*** Extracted entries ***

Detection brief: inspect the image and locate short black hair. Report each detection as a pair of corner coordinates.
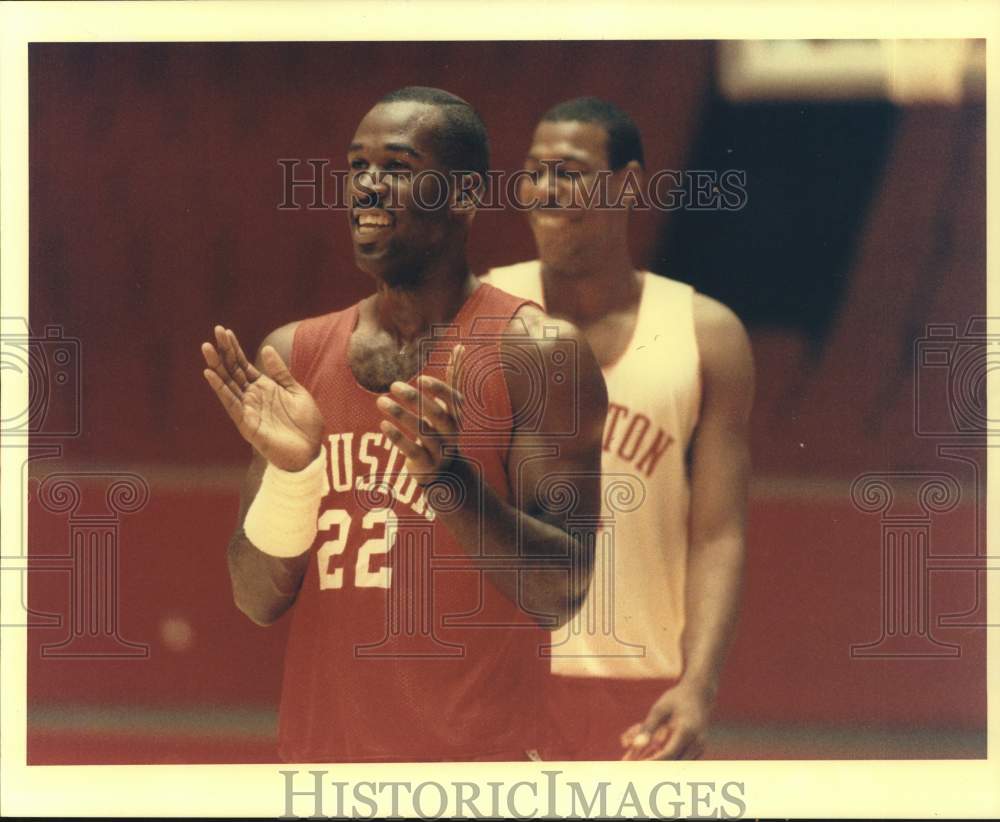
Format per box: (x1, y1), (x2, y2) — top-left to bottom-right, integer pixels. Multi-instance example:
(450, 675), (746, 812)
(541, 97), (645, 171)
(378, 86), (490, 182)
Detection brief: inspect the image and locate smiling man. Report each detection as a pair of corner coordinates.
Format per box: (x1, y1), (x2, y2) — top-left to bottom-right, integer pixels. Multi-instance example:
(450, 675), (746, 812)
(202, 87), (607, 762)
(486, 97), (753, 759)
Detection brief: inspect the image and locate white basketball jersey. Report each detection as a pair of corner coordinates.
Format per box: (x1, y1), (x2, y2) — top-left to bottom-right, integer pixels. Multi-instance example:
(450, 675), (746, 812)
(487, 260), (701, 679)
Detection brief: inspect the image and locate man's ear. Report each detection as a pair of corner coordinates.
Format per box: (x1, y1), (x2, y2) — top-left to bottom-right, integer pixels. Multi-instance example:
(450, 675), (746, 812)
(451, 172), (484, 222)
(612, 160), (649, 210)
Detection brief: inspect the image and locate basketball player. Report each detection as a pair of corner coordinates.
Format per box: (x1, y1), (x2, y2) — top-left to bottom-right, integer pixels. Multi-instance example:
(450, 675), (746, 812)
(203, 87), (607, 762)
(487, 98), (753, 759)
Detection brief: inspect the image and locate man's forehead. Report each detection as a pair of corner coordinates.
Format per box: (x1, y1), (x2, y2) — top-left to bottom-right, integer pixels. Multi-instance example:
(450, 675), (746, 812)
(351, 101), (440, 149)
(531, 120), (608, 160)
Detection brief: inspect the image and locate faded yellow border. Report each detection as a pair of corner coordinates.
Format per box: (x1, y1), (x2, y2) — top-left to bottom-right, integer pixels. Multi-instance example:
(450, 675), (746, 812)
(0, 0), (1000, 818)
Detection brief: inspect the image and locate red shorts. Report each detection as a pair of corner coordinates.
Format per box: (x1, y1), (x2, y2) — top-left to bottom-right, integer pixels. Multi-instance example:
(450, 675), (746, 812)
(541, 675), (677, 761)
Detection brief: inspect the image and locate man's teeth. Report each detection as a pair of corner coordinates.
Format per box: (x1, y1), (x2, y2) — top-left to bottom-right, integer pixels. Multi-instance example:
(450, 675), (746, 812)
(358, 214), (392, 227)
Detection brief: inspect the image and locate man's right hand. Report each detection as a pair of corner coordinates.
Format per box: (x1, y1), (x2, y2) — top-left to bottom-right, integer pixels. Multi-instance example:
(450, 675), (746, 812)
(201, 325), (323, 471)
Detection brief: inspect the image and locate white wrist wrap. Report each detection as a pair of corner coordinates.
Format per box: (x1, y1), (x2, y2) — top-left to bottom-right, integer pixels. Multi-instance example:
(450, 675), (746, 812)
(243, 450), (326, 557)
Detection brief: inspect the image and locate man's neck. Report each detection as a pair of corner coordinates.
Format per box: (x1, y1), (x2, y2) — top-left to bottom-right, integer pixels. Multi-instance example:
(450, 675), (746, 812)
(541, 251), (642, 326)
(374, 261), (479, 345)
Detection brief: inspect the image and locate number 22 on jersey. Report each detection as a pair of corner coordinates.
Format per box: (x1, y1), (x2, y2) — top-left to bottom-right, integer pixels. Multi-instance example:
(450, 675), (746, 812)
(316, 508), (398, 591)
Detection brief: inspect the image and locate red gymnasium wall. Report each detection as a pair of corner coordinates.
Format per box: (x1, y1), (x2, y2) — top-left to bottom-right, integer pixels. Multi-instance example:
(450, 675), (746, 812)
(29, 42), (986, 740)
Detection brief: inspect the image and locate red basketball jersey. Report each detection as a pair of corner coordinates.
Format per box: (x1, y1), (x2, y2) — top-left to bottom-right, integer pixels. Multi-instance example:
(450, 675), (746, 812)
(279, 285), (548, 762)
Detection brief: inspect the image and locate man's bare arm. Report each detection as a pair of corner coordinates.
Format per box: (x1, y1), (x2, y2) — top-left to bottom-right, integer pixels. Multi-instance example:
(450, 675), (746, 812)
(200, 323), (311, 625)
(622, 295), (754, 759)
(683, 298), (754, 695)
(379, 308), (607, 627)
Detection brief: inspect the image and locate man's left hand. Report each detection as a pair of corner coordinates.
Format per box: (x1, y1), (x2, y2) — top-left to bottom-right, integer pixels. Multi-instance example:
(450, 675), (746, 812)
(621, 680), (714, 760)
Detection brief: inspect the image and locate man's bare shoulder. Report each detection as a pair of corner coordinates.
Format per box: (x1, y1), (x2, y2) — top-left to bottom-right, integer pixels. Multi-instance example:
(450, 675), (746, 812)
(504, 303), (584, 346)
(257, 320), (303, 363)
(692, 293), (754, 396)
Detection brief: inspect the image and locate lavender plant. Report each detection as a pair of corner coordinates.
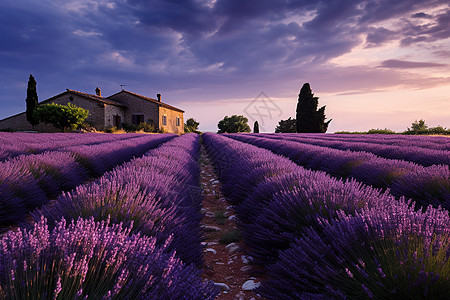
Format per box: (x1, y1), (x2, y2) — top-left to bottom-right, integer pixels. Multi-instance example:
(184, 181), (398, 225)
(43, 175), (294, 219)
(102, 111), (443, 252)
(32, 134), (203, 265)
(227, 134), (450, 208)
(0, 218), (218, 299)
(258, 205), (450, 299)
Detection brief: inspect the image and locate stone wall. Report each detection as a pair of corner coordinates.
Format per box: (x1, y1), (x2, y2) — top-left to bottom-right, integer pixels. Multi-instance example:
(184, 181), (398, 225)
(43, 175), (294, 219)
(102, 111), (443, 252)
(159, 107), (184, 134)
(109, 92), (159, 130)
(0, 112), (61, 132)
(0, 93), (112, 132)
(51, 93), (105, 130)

***

* _What is expected_
Rewrite the part that opens with the line containing "Detection brief: inspect the image and locate white basketball" and closes with the line containing "(201, 325), (323, 471)", including both of those lines and the requests. Multiply every box coordinate in the answers by 0.55, rounding to whole numbers with halves rounded up, and leave the numbers in the requests and their format samples unchanged.

* _Result_
Detection brief: inspect the image and locate white basketball jersey. Report each detection as a pair of corner coordinates.
Format per box: (x1, y1), (x2, y2) — top-left to bottom-right, integer pixels. Multi-instance example:
(450, 675), (746, 812)
(268, 143), (386, 373)
Detection brief: inspect the image and locate man's ear. Report each detection as a pair of corner coordinates.
Format per box: (x1, y1), (x2, y2) — top-left to bottom-right, integer pixels. Multi-instance example:
(450, 675), (746, 812)
(248, 95), (266, 122)
(337, 88), (357, 116)
Detection brief: inspect the image and locate basketball player. Report each detection as a pair of corner coordinates.
Format per box: (x1, y1), (x2, y2) — top-left to bottom-right, integer pixels. Multi-instance example:
(450, 675), (746, 812)
(112, 48), (334, 419)
(268, 54), (414, 417)
Detection brief: inspect the image and locate man's forehead. Report each detection as a pair of corner coordinates.
Format per box: (x1, y1), (x2, y2) — top-left to bottom-right, integer pixels. Multi-instance example:
(450, 675), (746, 812)
(193, 56), (242, 82)
(292, 66), (334, 88)
Detection brief: inspect the image and locate faded yellow border. Report each detection as a pair of corner coordinates.
Format per box: (x1, y1), (x2, y2) — top-left to bottom-right, integer pixels. Multi-instance example:
(450, 675), (746, 812)
(0, 0), (550, 450)
Detection brief: inspect the image and locate red shorts. Report each detection as a pair of corner coordinates.
Format per box: (x1, y1), (x2, y2) — top-left to bottom-right, integer pixels. Multi-instance example:
(450, 675), (746, 812)
(298, 371), (372, 419)
Detection brief: inspect the image and locate man's teeth. Report each detection as a pair of corner coordinates.
Format per box: (x1, y1), (x2, y2) — top-left to bottom-right, integer pixels. Multi-instance example:
(450, 675), (746, 812)
(197, 118), (216, 125)
Detection brief: inspect the image and locate man's right hand. Report each detection as a pair of corner coordinates.
Format per box: (x1, y1), (x2, y2) — top-left to bottom-right, integer pixels. Multi-instance example:
(450, 675), (746, 812)
(111, 179), (178, 259)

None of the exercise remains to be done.